» What the task asks: Please rewrite the records as a numbered list, starting with their first line and going on through the line with "[1144, 316]". Leave out any blank lines.

» Given data:
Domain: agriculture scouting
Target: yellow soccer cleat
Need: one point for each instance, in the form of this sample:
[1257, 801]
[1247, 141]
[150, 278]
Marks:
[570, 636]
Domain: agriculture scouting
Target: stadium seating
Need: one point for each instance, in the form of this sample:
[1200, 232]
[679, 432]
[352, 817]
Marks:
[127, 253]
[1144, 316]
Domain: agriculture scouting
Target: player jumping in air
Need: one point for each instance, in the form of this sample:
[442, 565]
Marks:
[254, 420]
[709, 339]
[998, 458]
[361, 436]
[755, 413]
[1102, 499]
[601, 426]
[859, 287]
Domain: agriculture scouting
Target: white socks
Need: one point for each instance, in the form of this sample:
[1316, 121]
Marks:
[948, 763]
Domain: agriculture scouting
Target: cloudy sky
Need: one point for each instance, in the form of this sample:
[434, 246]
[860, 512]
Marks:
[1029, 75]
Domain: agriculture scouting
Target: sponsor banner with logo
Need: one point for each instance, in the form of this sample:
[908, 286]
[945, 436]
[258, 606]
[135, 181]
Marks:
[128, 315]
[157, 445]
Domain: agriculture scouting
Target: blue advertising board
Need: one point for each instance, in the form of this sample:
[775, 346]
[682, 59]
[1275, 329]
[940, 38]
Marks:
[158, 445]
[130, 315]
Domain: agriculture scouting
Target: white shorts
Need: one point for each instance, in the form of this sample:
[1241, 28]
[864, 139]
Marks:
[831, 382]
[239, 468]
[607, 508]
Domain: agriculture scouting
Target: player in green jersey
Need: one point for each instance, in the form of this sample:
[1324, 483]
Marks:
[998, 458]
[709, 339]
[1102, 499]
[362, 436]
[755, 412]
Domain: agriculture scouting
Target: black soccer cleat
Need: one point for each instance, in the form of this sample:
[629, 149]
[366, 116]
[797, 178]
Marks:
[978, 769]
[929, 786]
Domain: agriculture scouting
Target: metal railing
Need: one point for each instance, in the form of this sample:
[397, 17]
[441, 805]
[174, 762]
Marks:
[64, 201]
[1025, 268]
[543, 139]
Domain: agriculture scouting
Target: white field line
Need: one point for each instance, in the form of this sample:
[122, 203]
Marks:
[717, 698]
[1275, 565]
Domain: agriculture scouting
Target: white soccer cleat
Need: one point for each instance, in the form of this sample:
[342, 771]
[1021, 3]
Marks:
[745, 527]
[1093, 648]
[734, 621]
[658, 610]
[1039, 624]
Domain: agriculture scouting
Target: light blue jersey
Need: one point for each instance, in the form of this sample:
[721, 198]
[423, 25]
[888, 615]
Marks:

» Finished answer:
1. Domain: agriculture scouting
2. Target: yellow soccer cleat
3. Need: one point for each instance, in the form of this sample:
4. [1257, 801]
5. [1247, 141]
6. [150, 278]
7. Marks:
8. [570, 636]
9. Domain: agriculture scouting
10. Target: stadium seating
11. Need: one point for each instance, in the form of this sample:
12. [1200, 232]
13. [679, 432]
14. [352, 817]
15. Marks:
16. [127, 253]
17. [1144, 316]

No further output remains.